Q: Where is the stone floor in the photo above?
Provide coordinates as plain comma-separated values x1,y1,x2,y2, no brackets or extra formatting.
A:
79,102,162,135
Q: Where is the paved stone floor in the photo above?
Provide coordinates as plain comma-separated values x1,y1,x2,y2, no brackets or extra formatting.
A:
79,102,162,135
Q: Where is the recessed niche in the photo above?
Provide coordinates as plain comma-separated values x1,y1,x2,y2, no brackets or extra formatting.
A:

################

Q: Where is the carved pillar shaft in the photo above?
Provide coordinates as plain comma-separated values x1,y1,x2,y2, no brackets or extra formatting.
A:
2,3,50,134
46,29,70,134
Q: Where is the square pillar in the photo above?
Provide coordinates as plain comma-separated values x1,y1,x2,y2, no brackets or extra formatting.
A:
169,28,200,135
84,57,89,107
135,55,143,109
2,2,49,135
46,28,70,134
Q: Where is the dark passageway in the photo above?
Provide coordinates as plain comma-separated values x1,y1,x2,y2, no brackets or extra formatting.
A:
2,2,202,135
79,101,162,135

################

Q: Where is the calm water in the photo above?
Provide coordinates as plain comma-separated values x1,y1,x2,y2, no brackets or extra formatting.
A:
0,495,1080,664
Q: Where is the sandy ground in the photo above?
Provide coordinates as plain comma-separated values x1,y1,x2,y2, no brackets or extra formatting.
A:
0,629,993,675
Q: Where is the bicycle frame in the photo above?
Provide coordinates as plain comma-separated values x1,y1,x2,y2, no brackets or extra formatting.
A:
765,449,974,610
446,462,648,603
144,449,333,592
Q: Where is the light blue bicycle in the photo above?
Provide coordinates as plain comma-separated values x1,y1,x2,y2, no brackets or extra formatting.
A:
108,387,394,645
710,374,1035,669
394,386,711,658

################

**Problem to work on**: Switch "square pillar" to "stone column" in the records, starting at the line that has "Q: Where is the square" and stopping after the line that has "46,28,70,134". Return only those lines, with everything else left as it is.

**Response for this exercise**:
Q: Where is the stone column in the photo above?
Provide coordinates as plain comma-separated values x1,y1,x2,y2, no brackets or extra formatting.
A:
169,28,200,135
84,57,89,107
135,55,143,109
2,2,49,135
46,28,70,134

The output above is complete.